PROBLEMS —
1) Rewrite the Python word-search post starting with "I am working" and going on through "on this site.", with "Tomato" changed to "Onion".
2) Write the next part of the Python word-search post, picking up after its last line.

── TEXT TO READ

Multiple Word Search not Working Correctly (Python) - python

I am working on a project that requires me to be able to search for multiple keywords in a file. For example, if I had a file with 100 occurrences of the word "Tomato", 500 for the word "Bread", and 20 for "Pickle", I would want to be able to search the file for "Tomato" and "Bread" and get the number of times it occurs in the file. I was able to find people with the same issue/question, but for other languages on this site.
I a working program that allows me to search for the column name and tally how many times something shows up in that column, but I want to make something a bit more precise. Here is my code:
def start():
location = raw_input("What is the folder containing the data you like processed located? ")
#location = "C:/Code/Samples/Dates/2015-06-07/Large-Scale Data Parsing/Data Files"
if os.path.exists(location) == True: #Tests to see if user entered a valid path
file_extension = raw_input("What is the file type (.txt for example)? ")
search_for(location,file_extension)
else:
print "I'm sorry, but the file location you have entered does not exist. Please try again."
start()
def search_for(location,file_extension):
querylist = []
n = 5
while n == 5:
search_query = raw_input("What would you like to search for in each file? Use'Done' to indicate that you have finished your request. ")
#list = ["CD90-N5722-15C", "CD90-NB810-4C", "CP90-N2475-8", "CD90-VN530-22B"]
if search_query == "Done":
print "Your queries are:",querylist
print ""
content = os.listdir(location)
run(content,file_extension,location,querylist)
n = 0
else:
querylist.append(search_query)

────
── EXTRACTED DATA

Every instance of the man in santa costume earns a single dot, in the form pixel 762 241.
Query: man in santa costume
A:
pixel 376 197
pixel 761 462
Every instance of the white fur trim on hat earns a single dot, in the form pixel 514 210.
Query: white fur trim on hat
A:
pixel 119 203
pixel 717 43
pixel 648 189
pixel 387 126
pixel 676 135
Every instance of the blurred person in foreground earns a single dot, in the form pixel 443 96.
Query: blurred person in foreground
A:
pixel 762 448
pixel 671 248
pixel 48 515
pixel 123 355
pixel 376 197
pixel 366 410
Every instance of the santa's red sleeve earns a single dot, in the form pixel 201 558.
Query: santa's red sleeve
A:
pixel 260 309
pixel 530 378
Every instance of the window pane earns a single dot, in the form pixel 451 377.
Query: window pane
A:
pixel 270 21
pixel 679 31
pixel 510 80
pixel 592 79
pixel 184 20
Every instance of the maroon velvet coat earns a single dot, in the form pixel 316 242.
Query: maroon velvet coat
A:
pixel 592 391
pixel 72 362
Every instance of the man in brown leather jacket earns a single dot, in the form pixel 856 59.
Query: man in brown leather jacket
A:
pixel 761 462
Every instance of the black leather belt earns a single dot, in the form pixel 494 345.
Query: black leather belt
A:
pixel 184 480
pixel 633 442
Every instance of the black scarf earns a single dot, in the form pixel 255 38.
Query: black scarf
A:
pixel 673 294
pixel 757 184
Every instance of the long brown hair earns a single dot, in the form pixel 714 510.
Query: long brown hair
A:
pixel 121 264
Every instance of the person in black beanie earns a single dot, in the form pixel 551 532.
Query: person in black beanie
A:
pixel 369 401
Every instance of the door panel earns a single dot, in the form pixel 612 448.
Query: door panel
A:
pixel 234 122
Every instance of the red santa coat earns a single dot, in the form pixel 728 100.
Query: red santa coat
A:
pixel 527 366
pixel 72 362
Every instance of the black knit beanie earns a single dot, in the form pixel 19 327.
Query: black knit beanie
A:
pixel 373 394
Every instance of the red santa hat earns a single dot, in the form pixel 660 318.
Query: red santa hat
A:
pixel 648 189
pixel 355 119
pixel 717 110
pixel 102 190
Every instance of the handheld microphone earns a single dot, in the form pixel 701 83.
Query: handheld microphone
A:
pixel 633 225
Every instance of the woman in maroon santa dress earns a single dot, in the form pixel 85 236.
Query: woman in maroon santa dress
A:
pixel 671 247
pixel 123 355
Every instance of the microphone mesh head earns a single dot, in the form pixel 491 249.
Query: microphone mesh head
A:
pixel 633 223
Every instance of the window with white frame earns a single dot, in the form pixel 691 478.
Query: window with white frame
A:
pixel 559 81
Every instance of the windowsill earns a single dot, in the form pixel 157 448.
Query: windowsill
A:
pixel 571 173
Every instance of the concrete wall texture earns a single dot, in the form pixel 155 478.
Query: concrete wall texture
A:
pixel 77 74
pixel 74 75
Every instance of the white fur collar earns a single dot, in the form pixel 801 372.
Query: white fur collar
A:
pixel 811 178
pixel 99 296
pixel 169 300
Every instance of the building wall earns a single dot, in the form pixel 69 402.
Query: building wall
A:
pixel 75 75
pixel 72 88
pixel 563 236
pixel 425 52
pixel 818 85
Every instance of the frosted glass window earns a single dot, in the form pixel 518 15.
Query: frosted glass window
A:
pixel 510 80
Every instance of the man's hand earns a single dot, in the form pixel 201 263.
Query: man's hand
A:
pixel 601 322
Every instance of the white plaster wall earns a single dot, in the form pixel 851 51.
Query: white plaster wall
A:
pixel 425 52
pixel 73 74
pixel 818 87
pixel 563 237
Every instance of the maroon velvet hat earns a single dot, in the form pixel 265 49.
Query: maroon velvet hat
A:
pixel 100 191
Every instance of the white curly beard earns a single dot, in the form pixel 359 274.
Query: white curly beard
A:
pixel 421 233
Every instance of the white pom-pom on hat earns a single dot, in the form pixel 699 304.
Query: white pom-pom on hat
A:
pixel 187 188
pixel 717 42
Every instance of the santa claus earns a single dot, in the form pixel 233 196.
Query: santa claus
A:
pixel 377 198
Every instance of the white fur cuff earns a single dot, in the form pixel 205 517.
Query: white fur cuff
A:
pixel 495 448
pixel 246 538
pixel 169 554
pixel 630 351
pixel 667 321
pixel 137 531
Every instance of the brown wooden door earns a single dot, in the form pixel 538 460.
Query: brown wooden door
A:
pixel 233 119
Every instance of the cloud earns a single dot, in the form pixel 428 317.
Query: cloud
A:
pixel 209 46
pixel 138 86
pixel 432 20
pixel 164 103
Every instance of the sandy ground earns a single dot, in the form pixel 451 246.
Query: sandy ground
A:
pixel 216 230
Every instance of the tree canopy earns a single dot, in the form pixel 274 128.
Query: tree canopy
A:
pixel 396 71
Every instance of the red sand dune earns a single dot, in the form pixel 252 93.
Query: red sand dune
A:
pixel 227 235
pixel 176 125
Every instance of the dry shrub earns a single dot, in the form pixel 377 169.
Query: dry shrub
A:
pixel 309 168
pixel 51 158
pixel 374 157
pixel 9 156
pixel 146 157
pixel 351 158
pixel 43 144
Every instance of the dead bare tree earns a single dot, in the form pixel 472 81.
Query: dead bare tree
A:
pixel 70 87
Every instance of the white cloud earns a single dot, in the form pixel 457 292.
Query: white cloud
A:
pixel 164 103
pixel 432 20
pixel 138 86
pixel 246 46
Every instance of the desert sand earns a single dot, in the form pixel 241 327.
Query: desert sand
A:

────

ANSWER LIST —
1)
I am working on a project that requires me to be able to search for multiple keywords in a file. For example, if I had a file with 100 occurrences of the word "Onion", 500 for the word "Bread", and 20 for "Pickle", I would want to be able to search the file for "Onion" and "Bread" and get the number of times it occurs in the file. I was able to find people with the same issue/question, but for other languages on this site.

2)
continue
def run(content,file_extension,location,querylist):
for item in content:
if item.endswith(file_extension):
search(location,item,querylist)
quit()
def search(location,item,querylist):
with open(os.path.join(location,item), 'r') as f:
countlist = []
for search in querylist: #any search value after the first one is incorrectly reporting "0"
countsearch = 0
for line in f:
if search in line:
countsearch = countsearch + 1
countlist.append(search)
countlist.append(countsearch) #mechanism to update countsearch is not working for any value after the first
print item, countlist
start()
If I use that code, the last part (def search) is not working correctly. Any time I put a search in, any search after the first one I enter in returns "0", despite there being up to 500,000 occurrences of the search word in a file.
I was also wondering, since I have to index 5 files with 1,000,000 lines each, if there was a way I could write either an additional function or something to count how many times "Lettuce" occurs over all the files.
I cannot post the files here due to their size and content. Any help would be greatly appreciated.
Edit
I also have this piece of code here. If I use this, I get the correct count of each, but it would be much better to have a user be able to enter as many searches as they want:
def check_start():
#location = raw_input("What is the folder containing the data you like processed located? ")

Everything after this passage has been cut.